* Written task *
Which lines of the records contain the string "water"? Return every such line, and treat the match as case-sensitive.

____________

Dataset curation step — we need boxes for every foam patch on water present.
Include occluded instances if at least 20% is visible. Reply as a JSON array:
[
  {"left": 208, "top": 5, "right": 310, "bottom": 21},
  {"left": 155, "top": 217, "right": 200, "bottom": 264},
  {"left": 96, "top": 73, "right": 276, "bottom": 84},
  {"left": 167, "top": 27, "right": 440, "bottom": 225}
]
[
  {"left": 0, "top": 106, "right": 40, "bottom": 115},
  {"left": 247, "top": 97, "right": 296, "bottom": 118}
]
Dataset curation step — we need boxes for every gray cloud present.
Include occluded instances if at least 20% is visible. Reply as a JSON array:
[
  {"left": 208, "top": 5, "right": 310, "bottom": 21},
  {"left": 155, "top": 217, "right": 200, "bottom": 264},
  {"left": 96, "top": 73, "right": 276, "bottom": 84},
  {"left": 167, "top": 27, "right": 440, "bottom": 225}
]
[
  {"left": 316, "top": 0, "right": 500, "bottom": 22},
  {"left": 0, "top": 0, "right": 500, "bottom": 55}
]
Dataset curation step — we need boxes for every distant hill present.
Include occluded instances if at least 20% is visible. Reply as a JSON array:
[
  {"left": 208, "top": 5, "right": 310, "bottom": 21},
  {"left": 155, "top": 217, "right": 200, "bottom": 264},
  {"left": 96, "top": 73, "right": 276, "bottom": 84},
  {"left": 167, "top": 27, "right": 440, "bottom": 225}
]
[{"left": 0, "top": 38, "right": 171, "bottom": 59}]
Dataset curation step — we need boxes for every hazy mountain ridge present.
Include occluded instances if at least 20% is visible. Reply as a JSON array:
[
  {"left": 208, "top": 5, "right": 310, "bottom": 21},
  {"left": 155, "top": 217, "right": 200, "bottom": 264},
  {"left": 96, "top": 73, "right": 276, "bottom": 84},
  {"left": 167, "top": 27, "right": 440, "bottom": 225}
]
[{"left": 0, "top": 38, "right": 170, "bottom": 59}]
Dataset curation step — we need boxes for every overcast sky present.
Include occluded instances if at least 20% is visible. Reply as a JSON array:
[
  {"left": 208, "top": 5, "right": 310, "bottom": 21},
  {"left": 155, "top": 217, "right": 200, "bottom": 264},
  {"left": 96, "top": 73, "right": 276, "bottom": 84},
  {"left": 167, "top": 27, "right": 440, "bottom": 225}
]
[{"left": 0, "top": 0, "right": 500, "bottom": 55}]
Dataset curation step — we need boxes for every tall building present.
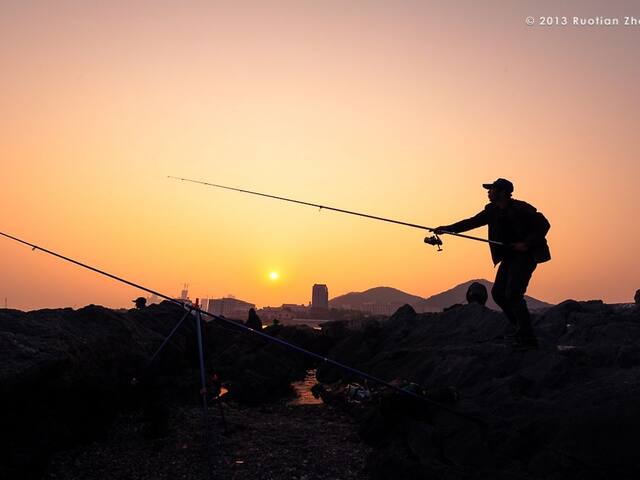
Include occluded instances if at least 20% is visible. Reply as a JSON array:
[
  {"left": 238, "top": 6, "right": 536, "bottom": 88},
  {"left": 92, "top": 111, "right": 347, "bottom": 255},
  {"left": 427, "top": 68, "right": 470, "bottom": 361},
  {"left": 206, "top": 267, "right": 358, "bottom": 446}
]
[
  {"left": 207, "top": 297, "right": 256, "bottom": 320},
  {"left": 311, "top": 283, "right": 329, "bottom": 310}
]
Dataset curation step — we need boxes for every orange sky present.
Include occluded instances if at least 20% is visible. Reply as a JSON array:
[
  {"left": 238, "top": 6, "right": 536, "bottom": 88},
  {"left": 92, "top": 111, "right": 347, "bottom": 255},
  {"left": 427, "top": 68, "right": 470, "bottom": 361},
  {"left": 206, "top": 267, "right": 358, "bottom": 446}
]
[{"left": 0, "top": 0, "right": 640, "bottom": 309}]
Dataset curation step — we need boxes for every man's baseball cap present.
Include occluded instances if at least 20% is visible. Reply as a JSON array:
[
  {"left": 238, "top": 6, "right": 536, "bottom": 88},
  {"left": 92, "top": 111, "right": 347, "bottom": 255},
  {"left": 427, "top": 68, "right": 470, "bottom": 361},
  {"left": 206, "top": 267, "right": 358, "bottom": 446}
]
[{"left": 482, "top": 178, "right": 513, "bottom": 193}]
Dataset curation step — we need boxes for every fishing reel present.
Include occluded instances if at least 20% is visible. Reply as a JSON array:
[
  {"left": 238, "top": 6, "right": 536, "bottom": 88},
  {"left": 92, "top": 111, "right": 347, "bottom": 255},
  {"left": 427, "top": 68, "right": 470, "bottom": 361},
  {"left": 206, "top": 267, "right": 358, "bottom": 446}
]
[{"left": 424, "top": 234, "right": 442, "bottom": 252}]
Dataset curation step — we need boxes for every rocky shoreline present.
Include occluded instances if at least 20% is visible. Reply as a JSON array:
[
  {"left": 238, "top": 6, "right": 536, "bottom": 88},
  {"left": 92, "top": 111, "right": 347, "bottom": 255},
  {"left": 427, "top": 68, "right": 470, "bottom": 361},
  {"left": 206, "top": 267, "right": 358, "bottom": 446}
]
[{"left": 0, "top": 300, "right": 640, "bottom": 480}]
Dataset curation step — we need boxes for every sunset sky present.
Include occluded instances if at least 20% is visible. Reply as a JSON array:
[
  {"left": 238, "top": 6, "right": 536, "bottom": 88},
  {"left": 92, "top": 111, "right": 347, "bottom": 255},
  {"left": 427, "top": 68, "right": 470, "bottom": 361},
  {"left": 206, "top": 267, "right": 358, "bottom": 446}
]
[{"left": 0, "top": 0, "right": 640, "bottom": 309}]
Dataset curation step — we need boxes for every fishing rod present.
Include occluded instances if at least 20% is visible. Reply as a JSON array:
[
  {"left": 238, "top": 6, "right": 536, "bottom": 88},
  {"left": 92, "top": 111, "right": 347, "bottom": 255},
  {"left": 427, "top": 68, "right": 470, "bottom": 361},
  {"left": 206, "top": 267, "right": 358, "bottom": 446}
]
[
  {"left": 0, "top": 232, "right": 487, "bottom": 433},
  {"left": 167, "top": 175, "right": 504, "bottom": 251}
]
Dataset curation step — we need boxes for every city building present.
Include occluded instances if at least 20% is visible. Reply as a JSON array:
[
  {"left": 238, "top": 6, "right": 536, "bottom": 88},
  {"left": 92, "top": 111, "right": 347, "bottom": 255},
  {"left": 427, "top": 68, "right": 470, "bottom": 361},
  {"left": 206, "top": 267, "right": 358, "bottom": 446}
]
[
  {"left": 309, "top": 283, "right": 329, "bottom": 318},
  {"left": 206, "top": 297, "right": 256, "bottom": 320},
  {"left": 311, "top": 283, "right": 329, "bottom": 310}
]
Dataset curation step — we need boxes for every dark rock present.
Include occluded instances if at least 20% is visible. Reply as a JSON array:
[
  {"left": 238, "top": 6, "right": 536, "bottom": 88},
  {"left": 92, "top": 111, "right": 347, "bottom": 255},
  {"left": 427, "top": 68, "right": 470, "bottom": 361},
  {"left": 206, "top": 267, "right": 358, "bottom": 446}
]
[
  {"left": 467, "top": 282, "right": 489, "bottom": 305},
  {"left": 0, "top": 302, "right": 333, "bottom": 478},
  {"left": 318, "top": 300, "right": 640, "bottom": 479}
]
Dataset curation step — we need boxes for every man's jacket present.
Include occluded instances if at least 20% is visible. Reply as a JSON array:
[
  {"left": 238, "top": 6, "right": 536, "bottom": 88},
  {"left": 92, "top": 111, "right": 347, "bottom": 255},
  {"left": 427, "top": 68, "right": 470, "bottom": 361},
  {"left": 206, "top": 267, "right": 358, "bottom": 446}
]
[{"left": 443, "top": 199, "right": 551, "bottom": 265}]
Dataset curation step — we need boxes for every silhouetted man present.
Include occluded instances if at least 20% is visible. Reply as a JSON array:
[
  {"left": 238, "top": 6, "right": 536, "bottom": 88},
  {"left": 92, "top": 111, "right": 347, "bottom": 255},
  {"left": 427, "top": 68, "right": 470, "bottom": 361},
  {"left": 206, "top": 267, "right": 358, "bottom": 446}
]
[
  {"left": 435, "top": 178, "right": 551, "bottom": 349},
  {"left": 245, "top": 308, "right": 262, "bottom": 332}
]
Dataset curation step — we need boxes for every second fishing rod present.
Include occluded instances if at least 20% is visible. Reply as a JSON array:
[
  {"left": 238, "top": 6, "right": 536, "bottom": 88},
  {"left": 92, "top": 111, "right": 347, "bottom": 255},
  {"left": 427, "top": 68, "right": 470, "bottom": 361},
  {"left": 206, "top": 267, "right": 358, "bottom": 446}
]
[{"left": 167, "top": 175, "right": 504, "bottom": 251}]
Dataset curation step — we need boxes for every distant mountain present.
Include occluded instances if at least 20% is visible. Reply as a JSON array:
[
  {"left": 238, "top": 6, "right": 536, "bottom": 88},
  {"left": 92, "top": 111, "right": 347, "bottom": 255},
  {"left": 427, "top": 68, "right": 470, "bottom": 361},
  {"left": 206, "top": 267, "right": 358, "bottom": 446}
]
[
  {"left": 414, "top": 278, "right": 551, "bottom": 312},
  {"left": 329, "top": 279, "right": 551, "bottom": 313},
  {"left": 329, "top": 287, "right": 424, "bottom": 310}
]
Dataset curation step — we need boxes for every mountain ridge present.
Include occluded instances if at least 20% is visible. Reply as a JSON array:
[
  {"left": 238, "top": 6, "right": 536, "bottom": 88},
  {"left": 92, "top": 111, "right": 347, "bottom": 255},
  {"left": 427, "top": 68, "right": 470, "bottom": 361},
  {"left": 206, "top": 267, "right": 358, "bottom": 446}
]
[{"left": 329, "top": 278, "right": 552, "bottom": 312}]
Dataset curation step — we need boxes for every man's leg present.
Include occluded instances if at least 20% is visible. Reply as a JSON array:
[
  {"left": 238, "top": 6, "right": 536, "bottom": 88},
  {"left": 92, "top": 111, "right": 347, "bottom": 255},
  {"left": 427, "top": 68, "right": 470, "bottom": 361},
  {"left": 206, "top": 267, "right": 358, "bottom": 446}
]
[
  {"left": 505, "top": 254, "right": 537, "bottom": 345},
  {"left": 491, "top": 258, "right": 517, "bottom": 327}
]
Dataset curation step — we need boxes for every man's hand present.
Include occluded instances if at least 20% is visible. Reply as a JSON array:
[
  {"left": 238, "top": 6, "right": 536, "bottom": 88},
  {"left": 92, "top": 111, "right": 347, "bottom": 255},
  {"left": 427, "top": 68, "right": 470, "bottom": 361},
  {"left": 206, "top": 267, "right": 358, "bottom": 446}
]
[{"left": 510, "top": 242, "right": 529, "bottom": 252}]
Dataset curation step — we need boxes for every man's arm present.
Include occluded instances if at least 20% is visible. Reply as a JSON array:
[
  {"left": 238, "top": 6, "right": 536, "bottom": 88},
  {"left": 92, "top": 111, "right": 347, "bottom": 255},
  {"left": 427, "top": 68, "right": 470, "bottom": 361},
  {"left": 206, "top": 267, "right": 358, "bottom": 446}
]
[
  {"left": 524, "top": 212, "right": 551, "bottom": 248},
  {"left": 435, "top": 208, "right": 489, "bottom": 233}
]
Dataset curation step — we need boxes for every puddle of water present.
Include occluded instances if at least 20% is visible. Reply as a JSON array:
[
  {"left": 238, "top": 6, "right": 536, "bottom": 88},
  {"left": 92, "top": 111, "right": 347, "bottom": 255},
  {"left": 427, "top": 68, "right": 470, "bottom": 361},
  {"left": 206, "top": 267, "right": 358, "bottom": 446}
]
[{"left": 289, "top": 370, "right": 322, "bottom": 405}]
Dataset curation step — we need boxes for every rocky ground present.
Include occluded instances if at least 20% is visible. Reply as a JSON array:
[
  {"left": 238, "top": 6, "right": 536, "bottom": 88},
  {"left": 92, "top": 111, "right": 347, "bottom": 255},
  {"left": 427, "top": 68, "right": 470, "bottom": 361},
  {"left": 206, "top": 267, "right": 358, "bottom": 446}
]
[
  {"left": 0, "top": 300, "right": 640, "bottom": 480},
  {"left": 44, "top": 402, "right": 370, "bottom": 480}
]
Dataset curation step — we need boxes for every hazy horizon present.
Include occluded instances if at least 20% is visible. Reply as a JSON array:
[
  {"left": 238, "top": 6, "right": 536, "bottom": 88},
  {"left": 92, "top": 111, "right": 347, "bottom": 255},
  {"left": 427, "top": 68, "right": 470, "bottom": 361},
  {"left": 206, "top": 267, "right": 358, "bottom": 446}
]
[{"left": 0, "top": 0, "right": 640, "bottom": 310}]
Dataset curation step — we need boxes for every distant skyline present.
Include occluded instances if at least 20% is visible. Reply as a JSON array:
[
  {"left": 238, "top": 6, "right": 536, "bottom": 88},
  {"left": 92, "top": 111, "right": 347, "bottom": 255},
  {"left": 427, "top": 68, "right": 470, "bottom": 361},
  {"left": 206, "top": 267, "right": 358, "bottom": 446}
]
[{"left": 0, "top": 0, "right": 640, "bottom": 309}]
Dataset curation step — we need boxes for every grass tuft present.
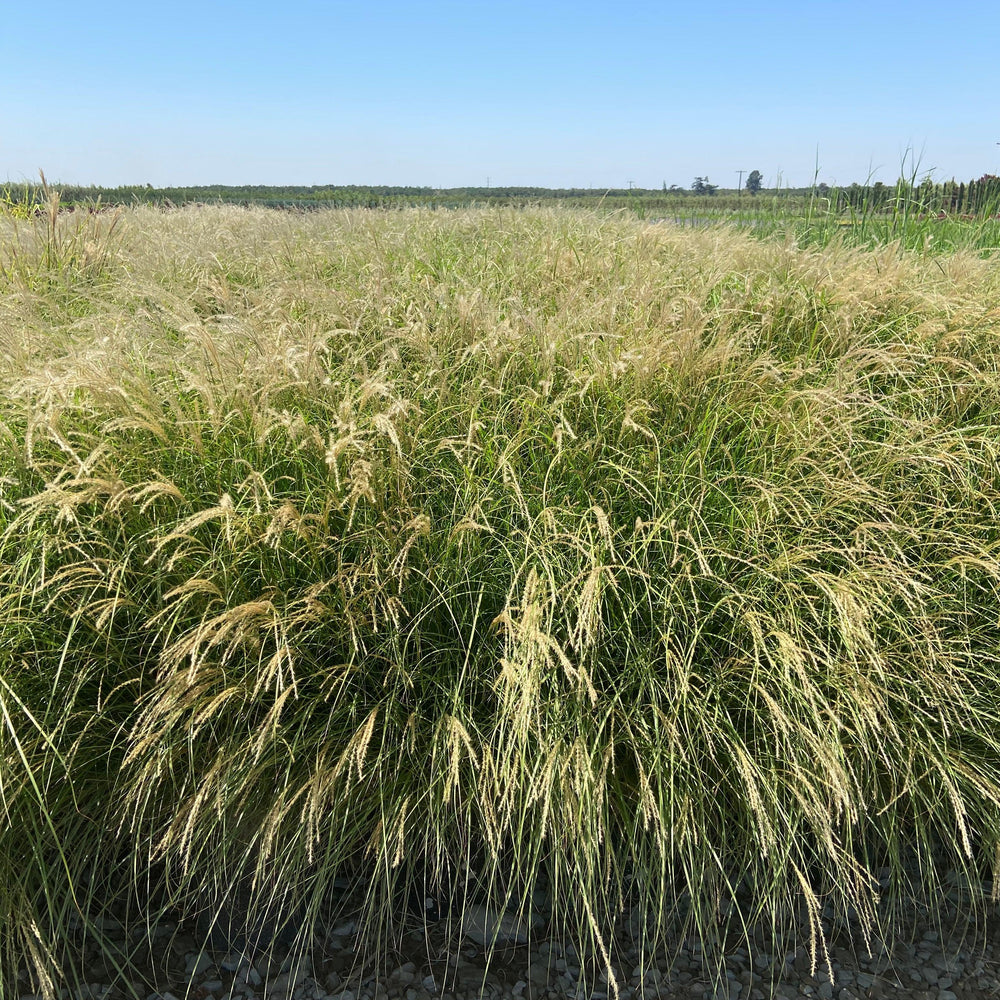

____________

* Task answer *
Dataset curation step — we need boxes for every foam patch on water present.
Dataset curation step — we need boxes for every puddle of water present.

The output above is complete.